START Passage to read

And when a session's context fills up, session summarization kicks in. Pi compacts it. The compaction summary carries forward as a lossy compression of everything that happened. Auto-resume sends a follow-up prompt so the agent continues working. The summary quality determines how much knowledge survives.

Anthropic found something interesting in their harness design work: compaction alone isn't enough. They documented "context anxiety," where models start wrapping up work prematurely as they approach what they believe is their context limit, even when there's room left. Sonnet 4.5 exhibited this strongly enough that compaction couldn't fix it. Their solution was context resets: kill the session entirely, write a structured handoff artifact, start a fresh agent with a clean slate. It costs more in orchestration complexity and token overhead, but it works where compaction doesn't. That's essentially what handoffs do in this system. /handoff captures the state, /pickup starts fresh. The insight is the same: sometimes you need a clean break, not a compressed continuation.

END Passage to read
START Dataset section

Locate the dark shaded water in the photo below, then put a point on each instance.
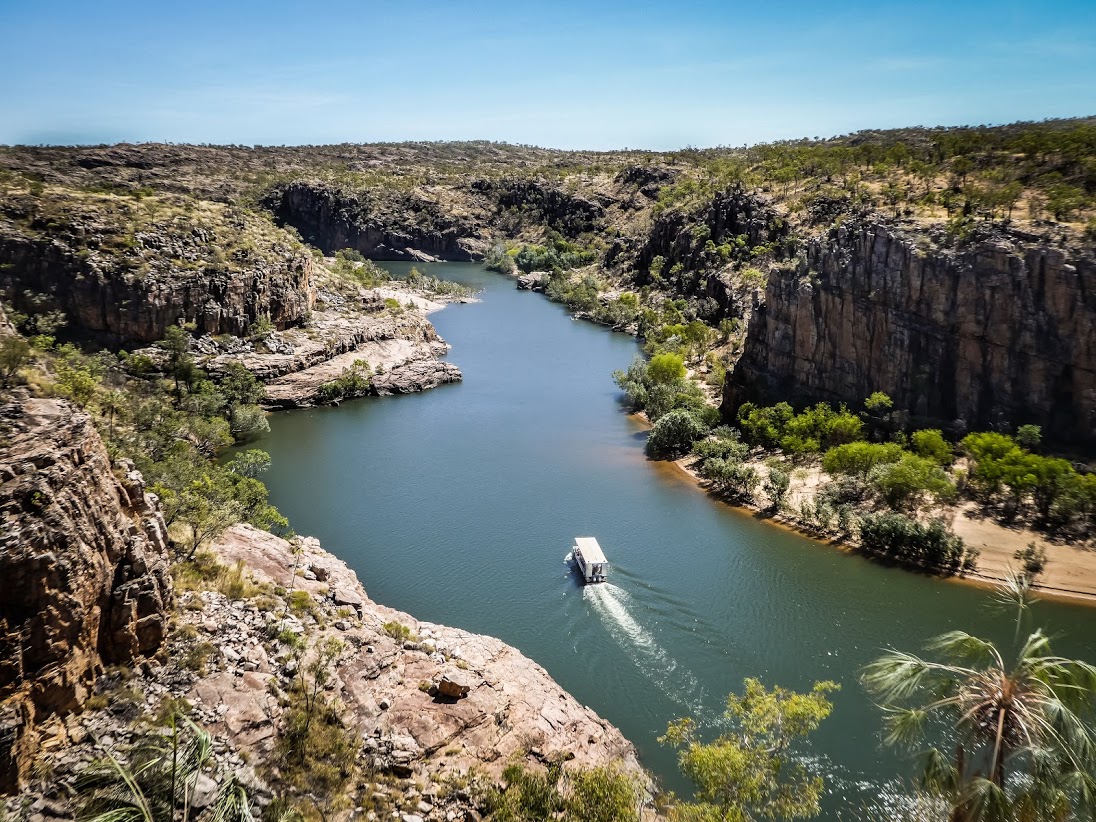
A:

END Dataset section

▸ **Study questions**:
A) What three steps make up the context-reset solution described in the passage on session compaction?
B) Pick up the passage on session compaction after its last sentence and continue it.

▸ **Exercise results**:
A)
1. Kill the session entirely.
2. Write a structured handoff artifact.
3. Start a fresh agent with a clean slate.

B)
86% of sessions are simple, one or two user messages, many of them automated daemon tasks. They barely touch the context limit. 5% are marathons at 50+ messages that push against it constantly. The system handles both because the constraints are visible, not hidden behind abstractions.

The constraint isn't going away even as windows grow. Larger windows mean more can fit, but also more tokens to pay for. The economics still favor loading less, caching more, and disclosing progressively. A 200k-token window that's 80% cached is cheaper and faster than a 200k-token window filled fresh every turn.

Every level of the system reflects this constraint. Remove it tomorrow and the design would still be good: focused skills, demand-driven loading, structured summaries. The constraint forced good architecture. A 200k-token window wouldn't change any of it. Just move the ceiling.